■ Information provided
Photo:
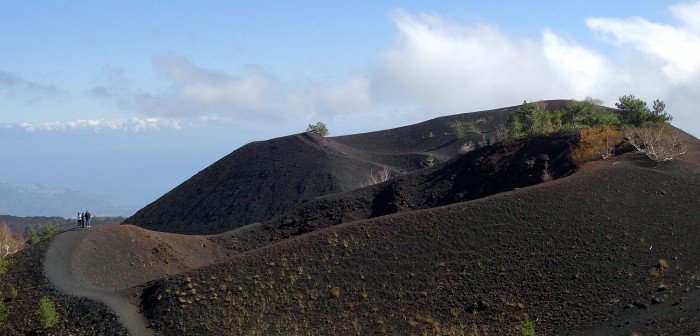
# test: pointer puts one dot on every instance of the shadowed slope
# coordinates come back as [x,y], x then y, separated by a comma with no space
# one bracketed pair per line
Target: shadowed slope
[501,167]
[570,254]
[265,179]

■ Do this
Reproduce the data above with "shadowed slope" switched to "shaded slope" wherever it occurs, keeping everything else unchanged. Leave the pictures out of your output.

■ Task output
Photo:
# test: pointer puts one dot on every instance of the shaded slope
# coordinates come back as [x,y], x then y, separated by a comma with no space
# one bracketed pair per line
Target: shaded slope
[501,167]
[570,254]
[265,179]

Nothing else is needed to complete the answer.